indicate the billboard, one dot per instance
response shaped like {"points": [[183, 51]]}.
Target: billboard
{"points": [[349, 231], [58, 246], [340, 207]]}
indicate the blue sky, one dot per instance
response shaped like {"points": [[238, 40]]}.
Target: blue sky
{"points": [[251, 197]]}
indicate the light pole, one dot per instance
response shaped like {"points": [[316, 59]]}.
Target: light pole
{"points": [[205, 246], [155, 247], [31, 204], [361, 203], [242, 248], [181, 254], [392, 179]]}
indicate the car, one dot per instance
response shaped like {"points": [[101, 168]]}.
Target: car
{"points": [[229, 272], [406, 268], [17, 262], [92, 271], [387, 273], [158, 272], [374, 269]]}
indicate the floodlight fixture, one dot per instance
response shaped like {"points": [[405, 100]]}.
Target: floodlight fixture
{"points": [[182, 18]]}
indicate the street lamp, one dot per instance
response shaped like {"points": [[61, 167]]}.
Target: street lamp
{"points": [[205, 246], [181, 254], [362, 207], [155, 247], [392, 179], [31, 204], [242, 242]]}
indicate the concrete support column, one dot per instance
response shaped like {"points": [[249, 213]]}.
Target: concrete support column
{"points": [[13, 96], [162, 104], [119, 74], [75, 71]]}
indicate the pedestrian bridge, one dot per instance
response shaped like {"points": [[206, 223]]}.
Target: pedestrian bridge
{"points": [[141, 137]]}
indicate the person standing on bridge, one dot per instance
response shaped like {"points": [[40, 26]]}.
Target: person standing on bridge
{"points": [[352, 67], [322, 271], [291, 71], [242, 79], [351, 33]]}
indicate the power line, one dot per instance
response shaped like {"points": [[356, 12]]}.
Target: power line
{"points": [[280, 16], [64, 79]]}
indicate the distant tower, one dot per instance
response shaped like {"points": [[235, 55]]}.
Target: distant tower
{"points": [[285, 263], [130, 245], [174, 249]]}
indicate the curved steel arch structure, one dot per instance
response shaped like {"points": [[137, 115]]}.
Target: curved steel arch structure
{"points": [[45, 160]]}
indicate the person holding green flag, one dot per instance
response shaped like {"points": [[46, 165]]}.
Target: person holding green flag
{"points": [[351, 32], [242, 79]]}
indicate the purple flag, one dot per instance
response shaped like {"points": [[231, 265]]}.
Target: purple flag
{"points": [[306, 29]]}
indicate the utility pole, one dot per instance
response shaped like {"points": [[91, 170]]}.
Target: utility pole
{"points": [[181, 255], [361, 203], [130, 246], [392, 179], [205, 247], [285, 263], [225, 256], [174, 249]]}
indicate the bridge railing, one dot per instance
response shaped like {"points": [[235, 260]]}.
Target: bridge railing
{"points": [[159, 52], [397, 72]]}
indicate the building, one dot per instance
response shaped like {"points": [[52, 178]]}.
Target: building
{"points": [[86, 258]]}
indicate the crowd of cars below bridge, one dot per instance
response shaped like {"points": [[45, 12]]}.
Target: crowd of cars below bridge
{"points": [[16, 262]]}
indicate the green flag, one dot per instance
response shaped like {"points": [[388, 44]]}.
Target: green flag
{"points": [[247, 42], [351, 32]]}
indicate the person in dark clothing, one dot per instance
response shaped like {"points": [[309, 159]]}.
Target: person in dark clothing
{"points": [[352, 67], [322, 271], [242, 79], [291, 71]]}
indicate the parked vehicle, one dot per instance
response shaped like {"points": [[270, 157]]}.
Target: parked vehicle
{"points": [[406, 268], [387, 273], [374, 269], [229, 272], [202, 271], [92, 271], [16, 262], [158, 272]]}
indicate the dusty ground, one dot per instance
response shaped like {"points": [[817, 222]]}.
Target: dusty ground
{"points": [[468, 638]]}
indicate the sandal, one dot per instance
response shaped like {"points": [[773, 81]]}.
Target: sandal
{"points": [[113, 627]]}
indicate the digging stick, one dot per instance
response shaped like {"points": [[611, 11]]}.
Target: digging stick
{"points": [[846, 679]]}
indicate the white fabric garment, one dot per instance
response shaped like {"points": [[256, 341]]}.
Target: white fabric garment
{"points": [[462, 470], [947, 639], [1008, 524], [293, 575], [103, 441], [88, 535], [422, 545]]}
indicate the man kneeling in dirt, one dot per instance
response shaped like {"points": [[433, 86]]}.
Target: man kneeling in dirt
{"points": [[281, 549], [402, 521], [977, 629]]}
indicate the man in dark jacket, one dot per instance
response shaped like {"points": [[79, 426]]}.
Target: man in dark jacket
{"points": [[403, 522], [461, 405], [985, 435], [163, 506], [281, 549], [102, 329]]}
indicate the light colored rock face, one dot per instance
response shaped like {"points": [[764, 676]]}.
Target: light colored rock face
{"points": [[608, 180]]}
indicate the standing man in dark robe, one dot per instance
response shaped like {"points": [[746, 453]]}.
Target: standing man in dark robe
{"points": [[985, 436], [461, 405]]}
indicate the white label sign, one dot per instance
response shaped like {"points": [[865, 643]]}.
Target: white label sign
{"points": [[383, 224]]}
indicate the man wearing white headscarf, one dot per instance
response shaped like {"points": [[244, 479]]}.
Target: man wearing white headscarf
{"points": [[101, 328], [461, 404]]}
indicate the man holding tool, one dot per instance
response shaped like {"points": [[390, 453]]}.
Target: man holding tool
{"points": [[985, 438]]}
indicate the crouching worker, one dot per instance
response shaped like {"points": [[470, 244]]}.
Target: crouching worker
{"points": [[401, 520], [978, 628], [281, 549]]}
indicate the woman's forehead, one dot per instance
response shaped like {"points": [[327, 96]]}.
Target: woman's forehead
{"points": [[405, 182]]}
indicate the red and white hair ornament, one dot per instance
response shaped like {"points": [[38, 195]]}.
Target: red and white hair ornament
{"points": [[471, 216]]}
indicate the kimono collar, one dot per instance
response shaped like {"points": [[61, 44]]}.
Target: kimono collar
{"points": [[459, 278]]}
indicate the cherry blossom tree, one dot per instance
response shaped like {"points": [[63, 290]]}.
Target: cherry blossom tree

----

PROBLEM DESCRIPTION ▸ Repeat all of the entries above exactly.

RESPONSE TO THE TASK ▸
indicate the billboard, one dot per instance
response shaped like {"points": [[183, 51]]}.
Target: billboard
{"points": [[349, 231], [58, 246], [340, 207]]}
indicate the blue sky, one dot per instance
response shaped like {"points": [[238, 40]]}.
Target: blue sky
{"points": [[251, 197]]}
indicate the light pole, one dot per instance
response shaped like {"points": [[316, 59]]}.
Target: light pole
{"points": [[205, 246], [155, 247], [31, 204], [361, 203], [242, 248], [181, 254], [392, 179]]}
indicate the car, one dot per instance
response shaped like {"points": [[101, 168]]}.
Target: car
{"points": [[229, 272], [406, 268], [17, 262], [92, 271], [387, 273], [158, 272], [374, 269]]}
indicate the floodlight fixture, one dot per instance
response shaped like {"points": [[405, 100]]}.
Target: floodlight fixture
{"points": [[182, 18]]}
indicate the street lamp, one dot per instance
response shaped like {"points": [[61, 167]]}.
Target: street lamp
{"points": [[205, 246], [181, 254], [362, 207], [155, 247], [392, 179], [31, 204], [242, 242]]}
indicate the concrete support column, one dot per instance
response shaped like {"points": [[249, 213]]}.
Target: concrete support column
{"points": [[13, 96], [162, 104], [119, 74], [75, 71]]}
indicate the pedestrian bridge, one dot per instance
response shaped like {"points": [[206, 223]]}.
Target: pedestrian bridge
{"points": [[141, 137]]}
indicate the person standing on bridge, one dot per instance
response shaped like {"points": [[40, 26]]}.
Target: person standing on bridge
{"points": [[352, 67], [322, 271], [291, 71], [242, 79], [351, 33]]}
indicate the power line, one dot per instance
response shaped like {"points": [[356, 12]]}.
Target: power line
{"points": [[280, 16], [64, 79]]}
indicate the distant tower, one dot per instance
response shaped like {"points": [[235, 55]]}.
Target: distant tower
{"points": [[285, 263], [130, 245], [174, 249]]}
indicate the curved steel arch structure, one dot per instance
response shaped like {"points": [[137, 115]]}.
Target: curved steel arch structure
{"points": [[45, 160]]}
indicate the person holding green flag, one dot per instance
response shaped like {"points": [[46, 165]]}.
Target: person holding green flag
{"points": [[351, 32], [242, 79]]}
indicate the purple flag, one dot per instance
response shaped like {"points": [[231, 265]]}.
Target: purple flag
{"points": [[306, 29]]}
indicate the utility pole, one dot per instance
response shaped like {"points": [[91, 170]]}.
Target: utility pole
{"points": [[181, 255], [361, 203], [130, 246], [392, 179], [205, 247], [285, 263], [225, 256], [174, 249]]}
indicate the bridge railing, one dot per instance
response shaped like {"points": [[235, 260]]}.
Target: bridge railing
{"points": [[159, 52], [397, 72]]}
indicate the building, one dot per instance
response shaped like {"points": [[52, 178]]}.
Target: building
{"points": [[86, 258]]}
indicate the crowd of cars below bridge, one dot per instance
response shaped like {"points": [[45, 12]]}.
Target: crowd of cars below bridge
{"points": [[16, 262]]}
indicate the green flag, one dot per instance
response shaped like {"points": [[388, 44]]}.
Target: green flag
{"points": [[247, 42], [351, 32]]}
indicate the person in dark clothing, one dot per instance
response shaped like {"points": [[309, 159]]}.
Target: person in dark clothing
{"points": [[352, 67], [322, 271], [242, 79], [291, 71]]}
indicate the parked vehicle, one dot per instance
response shaped like {"points": [[270, 157]]}.
Target: parked vehicle
{"points": [[406, 268], [387, 273], [374, 269], [229, 272], [202, 271], [92, 271], [16, 262], [158, 272]]}
indicate the dusty ground, one dot per instance
response shaped like {"points": [[817, 222]]}.
Target: dusty ground
{"points": [[468, 638]]}
indicate the sandal, one dot per instance
response shaped like {"points": [[773, 81]]}.
Target: sandal
{"points": [[113, 627]]}
indicate the digging stick, one dot per instance
response shaped like {"points": [[611, 11]]}.
Target: digging stick
{"points": [[846, 679]]}
indicate the white fabric garment, one dot per instance
response shaped like {"points": [[256, 341]]}.
Target: white fabric garment
{"points": [[462, 470], [947, 639], [1008, 524], [293, 575], [103, 441], [88, 535], [422, 545]]}
indicate the man kneeling in dirt, one dot per instance
response shaped like {"points": [[433, 86]]}.
Target: man kneeling in dirt
{"points": [[281, 549], [402, 521], [977, 629]]}
indicate the man in dark jacket, one dot per instance
response shaped like {"points": [[79, 426]]}.
Target: man in dark jacket
{"points": [[403, 522], [461, 405], [985, 435], [163, 506], [281, 549], [102, 329]]}
indicate the light colored rock face, one dot per instance
response shaped like {"points": [[764, 676]]}.
Target: light colored rock face
{"points": [[608, 180]]}
indicate the standing man in dark robe, one dot per instance
response shaped like {"points": [[746, 453]]}.
Target: standing man in dark robe
{"points": [[985, 436], [461, 405]]}
indicate the white label sign, one dot per instance
response shaped like {"points": [[865, 643]]}.
Target: white label sign
{"points": [[383, 224]]}
indicate the man wearing white headscarf, one dot per instance
response shaped like {"points": [[244, 479]]}.
Target: man wearing white headscarf
{"points": [[101, 328], [461, 404]]}
indicate the man holding tool, one dot per instance
response shaped like {"points": [[390, 453]]}.
Target: man holding tool
{"points": [[985, 438]]}
indicate the crouching worker, one dot per instance
response shaped like {"points": [[470, 244]]}.
Target: crouching worker
{"points": [[401, 520], [978, 628], [281, 549]]}
indicate the woman's forehead, one dot per instance
response shaped like {"points": [[327, 96]]}.
Target: woman's forehead
{"points": [[405, 182]]}
indicate the red and white hair ornament, one dot per instance
response shaped like {"points": [[38, 195]]}.
Target: red and white hair ornament
{"points": [[471, 216]]}
indicate the kimono collar, one dot per instance
response shaped like {"points": [[61, 44]]}.
Target: kimono collar
{"points": [[459, 278]]}
indicate the cherry blossom tree, one dot per instance
response shaped like {"points": [[63, 290]]}.
Target: cherry blossom tree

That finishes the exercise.